- To be done: Can you update the records below from the line that has "leaf in the photo above." through the line that has "Target: green leaf", replacing "green leaf" with "yellow leaf" and leaving everything else as it is? Return only those lines.

━━ Records for the task

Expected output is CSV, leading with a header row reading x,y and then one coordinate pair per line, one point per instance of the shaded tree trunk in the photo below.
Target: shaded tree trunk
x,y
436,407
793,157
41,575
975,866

━━━━
━━ Records for the task

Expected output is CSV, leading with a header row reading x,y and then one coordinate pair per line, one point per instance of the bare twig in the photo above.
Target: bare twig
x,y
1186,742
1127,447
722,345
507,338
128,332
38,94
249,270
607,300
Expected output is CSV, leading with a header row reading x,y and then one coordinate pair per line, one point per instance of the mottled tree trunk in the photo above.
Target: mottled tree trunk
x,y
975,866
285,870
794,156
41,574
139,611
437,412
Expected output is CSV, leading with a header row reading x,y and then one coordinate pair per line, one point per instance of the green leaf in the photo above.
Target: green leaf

━━━━

- Response:
Expected output is CSV, leading with a header row reading x,y and then one coordinate pair per line, one point per instance of the yellow leaf in the photo above.
Target: yellow leaf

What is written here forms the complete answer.